Цель задания: Назовите всех литературных персонажей, которые упомянуты по имени в приведенном ниже фрагменте о женском сообществе. Названия произведений не учитывайте.

«Только между женщинами». Философия сообщества в русском и советском сознании, 1860–1940 — страница 34 из 56

[313].

Непостижимо, как Липа сохранила способность петь, и все же мелодическая почти-что-анаграмма в центре этого абзаца («шла Липа и пела») указывает на центральное положение пострадавшей девушки в этом несущем символическую нагрузку образе женского сообщества, где покрасневшие лица женщин как бы рифмуются с красноватыми грибами, и кирпичная пыль, приставшая к нижней части их лиц, напоминает красноватые споры на исподней части грибной шляпки. Если у Толстого в «Анне Карениной» Левина, когда мимо него проходят поющие бабы, захватывает надвинувшаяся «туча с громом веселья», то чеховское кинематографичное описание освещенной сверху дороги соответствует такому углу зрения, который доступен только воображению читателя. Женская песня апофатически утверждает восстановление и единство — пусть даже в полном отсутствии того, кто это действо совершает. Липа протягивает Цыбукину пирог с кашей, и старик ест. Крестьянские бабы оказываются живучими, как грибы.

Данные для обнаружения объектов:

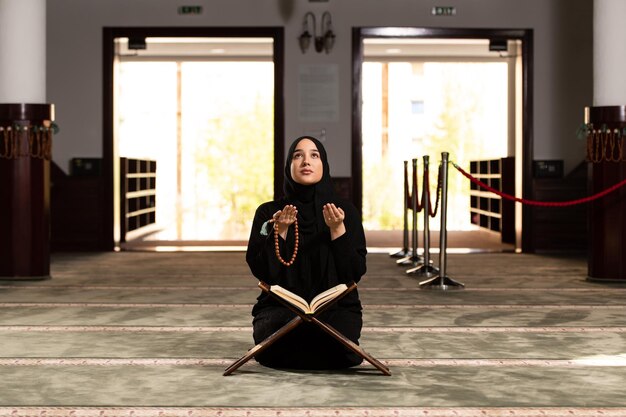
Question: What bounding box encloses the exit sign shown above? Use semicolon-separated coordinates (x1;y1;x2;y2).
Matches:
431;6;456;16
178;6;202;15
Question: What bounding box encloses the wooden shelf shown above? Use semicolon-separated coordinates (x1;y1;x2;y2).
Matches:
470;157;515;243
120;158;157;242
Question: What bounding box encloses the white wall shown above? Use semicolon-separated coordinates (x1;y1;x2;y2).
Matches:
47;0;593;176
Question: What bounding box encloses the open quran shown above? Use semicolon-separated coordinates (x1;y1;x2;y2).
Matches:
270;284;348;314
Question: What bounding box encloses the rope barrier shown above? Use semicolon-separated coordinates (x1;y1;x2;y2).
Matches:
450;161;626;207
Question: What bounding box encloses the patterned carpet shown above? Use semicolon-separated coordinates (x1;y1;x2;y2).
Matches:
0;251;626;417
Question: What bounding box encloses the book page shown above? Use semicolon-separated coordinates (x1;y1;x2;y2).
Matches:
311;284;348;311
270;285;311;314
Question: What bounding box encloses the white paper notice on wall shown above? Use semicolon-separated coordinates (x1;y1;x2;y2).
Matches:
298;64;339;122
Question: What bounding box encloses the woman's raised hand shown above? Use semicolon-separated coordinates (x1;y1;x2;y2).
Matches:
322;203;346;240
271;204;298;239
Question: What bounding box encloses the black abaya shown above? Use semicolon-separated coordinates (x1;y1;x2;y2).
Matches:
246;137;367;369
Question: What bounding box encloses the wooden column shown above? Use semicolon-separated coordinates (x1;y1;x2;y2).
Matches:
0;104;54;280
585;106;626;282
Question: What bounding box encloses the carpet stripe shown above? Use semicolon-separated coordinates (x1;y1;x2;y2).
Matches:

Ответ к заданию: Липа, Левин, Цыбукин.